-- WHAT TO DO --
A word-for-word copy of the whole listing is the required answer.

╭─ STORED DATA

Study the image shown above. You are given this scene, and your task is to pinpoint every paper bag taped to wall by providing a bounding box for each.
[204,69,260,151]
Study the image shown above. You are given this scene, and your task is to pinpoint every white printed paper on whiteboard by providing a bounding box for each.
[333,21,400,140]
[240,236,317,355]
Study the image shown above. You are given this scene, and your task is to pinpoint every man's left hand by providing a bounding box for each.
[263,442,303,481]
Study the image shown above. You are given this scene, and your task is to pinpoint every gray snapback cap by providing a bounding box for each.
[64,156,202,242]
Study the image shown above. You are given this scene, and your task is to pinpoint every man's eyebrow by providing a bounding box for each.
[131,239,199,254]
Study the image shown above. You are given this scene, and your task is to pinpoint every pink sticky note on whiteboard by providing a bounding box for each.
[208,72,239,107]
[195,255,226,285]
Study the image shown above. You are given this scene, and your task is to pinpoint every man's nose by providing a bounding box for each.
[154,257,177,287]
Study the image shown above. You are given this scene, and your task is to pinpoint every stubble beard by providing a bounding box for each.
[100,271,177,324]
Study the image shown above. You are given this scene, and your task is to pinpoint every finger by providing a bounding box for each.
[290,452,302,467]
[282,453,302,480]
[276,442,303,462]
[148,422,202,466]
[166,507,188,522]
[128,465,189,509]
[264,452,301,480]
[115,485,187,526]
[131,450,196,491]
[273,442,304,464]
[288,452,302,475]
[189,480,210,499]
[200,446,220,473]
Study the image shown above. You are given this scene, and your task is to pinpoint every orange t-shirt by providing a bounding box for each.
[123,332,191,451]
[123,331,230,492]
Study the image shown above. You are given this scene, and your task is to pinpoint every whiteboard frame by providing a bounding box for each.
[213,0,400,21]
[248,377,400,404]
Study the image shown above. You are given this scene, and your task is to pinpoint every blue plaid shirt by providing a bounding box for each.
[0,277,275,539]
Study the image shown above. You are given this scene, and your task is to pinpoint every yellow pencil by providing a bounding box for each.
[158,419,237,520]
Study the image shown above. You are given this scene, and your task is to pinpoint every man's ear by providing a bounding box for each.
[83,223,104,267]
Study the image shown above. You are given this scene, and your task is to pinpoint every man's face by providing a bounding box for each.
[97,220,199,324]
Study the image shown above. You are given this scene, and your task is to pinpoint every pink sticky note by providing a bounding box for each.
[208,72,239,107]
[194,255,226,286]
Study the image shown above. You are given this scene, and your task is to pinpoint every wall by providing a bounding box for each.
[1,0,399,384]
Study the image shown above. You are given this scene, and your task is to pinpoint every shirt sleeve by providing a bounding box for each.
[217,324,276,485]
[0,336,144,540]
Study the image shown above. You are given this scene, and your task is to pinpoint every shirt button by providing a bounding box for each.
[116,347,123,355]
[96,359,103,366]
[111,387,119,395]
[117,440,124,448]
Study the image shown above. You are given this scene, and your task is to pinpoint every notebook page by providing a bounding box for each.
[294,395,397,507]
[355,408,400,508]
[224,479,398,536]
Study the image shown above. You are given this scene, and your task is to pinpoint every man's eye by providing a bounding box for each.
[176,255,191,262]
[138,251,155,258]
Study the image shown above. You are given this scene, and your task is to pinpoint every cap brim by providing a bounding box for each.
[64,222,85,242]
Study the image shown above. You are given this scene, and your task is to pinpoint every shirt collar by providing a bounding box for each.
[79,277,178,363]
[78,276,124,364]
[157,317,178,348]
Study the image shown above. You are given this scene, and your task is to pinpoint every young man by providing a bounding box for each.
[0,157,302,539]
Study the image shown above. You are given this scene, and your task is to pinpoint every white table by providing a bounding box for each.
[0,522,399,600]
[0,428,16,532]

╰─

-- SOLUTION FOR THIS TASK --
Study the image shown above. You are given this scene, and your task is to pinpoint every paper bag taped to wall by providing a bounding box for each.
[204,69,260,151]
Study the image shown above. You are given this scene, and your task is to pinpoint every white printed paper on whiteboard by providing a bounding box for each.
[333,21,400,140]
[240,236,317,355]
Study the image shown above. You are given this scene, and your task is to pinpoint every man's left hand by providing a bounding box for each.
[263,442,303,481]
Study the image shown above. You are given this scene, and your task is to pinpoint every gray snapback cap by providing a bounding box for each.
[64,156,202,242]
Study the image shown above. You are given this scene, and your task is to pinpoint every man's eyebrow by providing a bounding box for each.
[131,239,199,254]
Study the image shown above. You are given this scene, and your task is to pinpoint every pink sticky note on whiteboard by providing a bounding box for each.
[208,72,239,107]
[195,255,226,285]
Study the image shown above. You are given this scene, and your task is to pinpoint every man's nose by providing a bounding box for each.
[154,257,177,287]
Study the image shown above. You are given this scene, and your task is to pinpoint every stubble beard by providing a bounding box for each.
[100,271,177,324]
Study the image shown above. You are given this scene, and your task is to pinpoint every finger by providing a bounding box for each.
[290,452,302,467]
[282,453,302,480]
[276,442,303,462]
[148,422,202,466]
[166,507,188,522]
[128,465,189,509]
[264,452,301,480]
[115,485,187,526]
[131,450,196,491]
[273,442,304,464]
[288,452,302,475]
[189,480,210,499]
[200,446,220,473]
Study the image shown above. You are given this scene, and your task is to pinpoint every orange t-shirt by providing a bounding box for each.
[123,332,191,451]
[123,331,230,492]
Study the image shown above. You are given this scene, and your task is to pinpoint every whiteboard frame by providing a bounding box for each.
[213,0,400,21]
[248,377,400,404]
Study the image shown above. You are given this scene, and your task is to pinpoint every blue plaid shirt by providing a bounding box for each.
[0,277,275,539]
Study the image shown above. You are given this scene, and your task is to pinpoint every yellow pencil by providing a bounding box for each.
[158,419,237,520]
Study the image shown above. You are given this scene, and your task is to pinpoint every man's ear by providing a bounding box for each.
[83,223,104,267]
Study the image shown above. You are given this scene, and your task is to pinpoint every man's face by providing a bounding box for each.
[97,220,199,324]
Study the image shown above. You are given this scene, and your task is to pinpoint every pink sticky note by providing a bounding box for each.
[208,72,239,107]
[194,255,226,286]
Study the image shown above. You are given this scene, and your task is to pinpoint every wall by providing a bounding box for each.
[1,0,399,384]
Study the image shown above. You are given this scene, and your task is to pinpoint every shirt sleeve by providing a bounding box for each.
[217,324,276,485]
[0,336,144,540]
Study the image shown above. You are given this scene, and your task is to pinpoint every shirt button by providing a bounding box for each.
[116,347,123,355]
[96,359,103,366]
[111,387,119,395]
[117,440,124,448]
Study the image shown above. You are given this scene, and your task is to pinpoint every notebook page by providing a bounding box for each.
[294,395,397,507]
[355,408,400,508]
[224,479,398,536]
Study the image shown above. You are given this scene, and your task is to pinpoint every man's eye by providing a bounding box for each.
[176,255,191,262]
[138,251,155,258]
Study the image shown above. You are given this scene, and your task is to pinpoint every cap brim by providing a bounding box for each.
[64,222,85,242]
Study the image shown above. You are given this scene, and your task is to pinpoint every shirt collar by providing a bounding box for each.
[79,277,178,363]
[78,276,124,364]
[157,317,178,348]
Study the image shown above. You are given this scene, and your task is to pinpoint every young man by providing a bounding box for each.
[0,157,302,539]
Study the image shown above. You are given this scene, and your task is to pinpoint every white table by providing a bounding box for each.
[0,522,399,600]
[0,428,16,532]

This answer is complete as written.